**Request**.
Please return, word for word, the lines of the entries below from the line with "Check that each instance of the mottled" up to and including the line with "<point>214,203</point>". Leave the pictures out of your answer.

**Stored data**.
***

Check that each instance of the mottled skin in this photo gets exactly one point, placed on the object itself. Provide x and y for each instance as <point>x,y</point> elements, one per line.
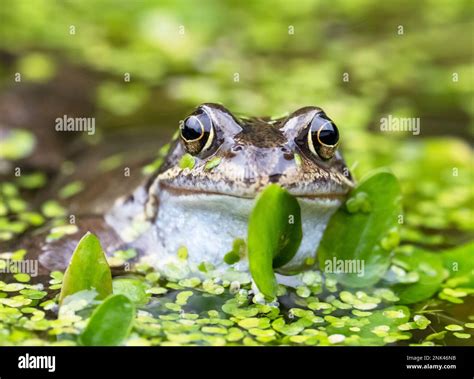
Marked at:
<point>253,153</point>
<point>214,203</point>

***

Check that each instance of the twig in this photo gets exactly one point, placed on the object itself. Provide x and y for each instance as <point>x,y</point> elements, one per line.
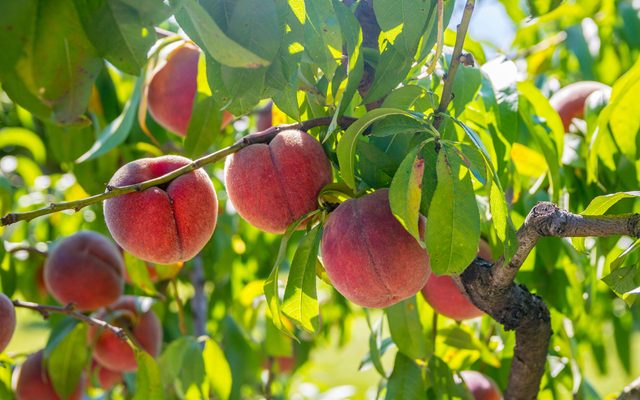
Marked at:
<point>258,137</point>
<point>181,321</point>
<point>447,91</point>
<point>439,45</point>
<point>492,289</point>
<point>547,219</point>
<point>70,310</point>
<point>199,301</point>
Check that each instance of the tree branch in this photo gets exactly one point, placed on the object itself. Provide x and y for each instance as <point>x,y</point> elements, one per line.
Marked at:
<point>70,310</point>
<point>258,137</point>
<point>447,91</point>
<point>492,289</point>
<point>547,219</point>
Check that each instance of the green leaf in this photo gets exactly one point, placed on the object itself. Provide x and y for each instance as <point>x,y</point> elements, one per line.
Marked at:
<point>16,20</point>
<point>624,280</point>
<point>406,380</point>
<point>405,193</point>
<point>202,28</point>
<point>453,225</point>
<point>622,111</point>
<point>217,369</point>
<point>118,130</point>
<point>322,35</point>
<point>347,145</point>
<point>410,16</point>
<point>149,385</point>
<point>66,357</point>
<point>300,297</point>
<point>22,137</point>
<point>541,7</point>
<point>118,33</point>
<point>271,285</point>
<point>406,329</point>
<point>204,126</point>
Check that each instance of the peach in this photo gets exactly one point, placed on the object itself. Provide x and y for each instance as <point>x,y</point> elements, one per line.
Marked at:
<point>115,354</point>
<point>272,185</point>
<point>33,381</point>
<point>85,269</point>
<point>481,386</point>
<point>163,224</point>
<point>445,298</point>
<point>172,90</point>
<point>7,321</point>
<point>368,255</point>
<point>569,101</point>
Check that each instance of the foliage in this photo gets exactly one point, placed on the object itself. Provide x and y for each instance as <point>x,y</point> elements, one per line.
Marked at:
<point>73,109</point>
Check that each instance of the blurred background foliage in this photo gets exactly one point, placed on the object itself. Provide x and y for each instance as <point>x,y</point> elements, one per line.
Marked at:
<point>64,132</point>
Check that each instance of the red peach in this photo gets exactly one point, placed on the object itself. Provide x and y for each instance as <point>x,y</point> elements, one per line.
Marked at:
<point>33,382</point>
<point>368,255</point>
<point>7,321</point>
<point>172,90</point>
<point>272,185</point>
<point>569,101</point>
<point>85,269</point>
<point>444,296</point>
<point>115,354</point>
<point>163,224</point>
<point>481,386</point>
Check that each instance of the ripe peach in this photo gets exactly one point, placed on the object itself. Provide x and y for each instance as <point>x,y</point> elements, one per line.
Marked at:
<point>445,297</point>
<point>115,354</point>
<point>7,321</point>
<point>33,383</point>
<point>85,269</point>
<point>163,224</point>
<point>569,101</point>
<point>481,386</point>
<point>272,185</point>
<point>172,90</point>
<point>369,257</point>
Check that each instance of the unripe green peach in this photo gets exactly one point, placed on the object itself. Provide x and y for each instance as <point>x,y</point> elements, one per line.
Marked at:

***

**Answer for the task**.
Check that each instance of the mottled skin in this photo gets exactly one point, placed on the object itself. Provide x and y for each instance as <point>x,y</point> elements, one per line.
Marked at:
<point>253,153</point>
<point>214,203</point>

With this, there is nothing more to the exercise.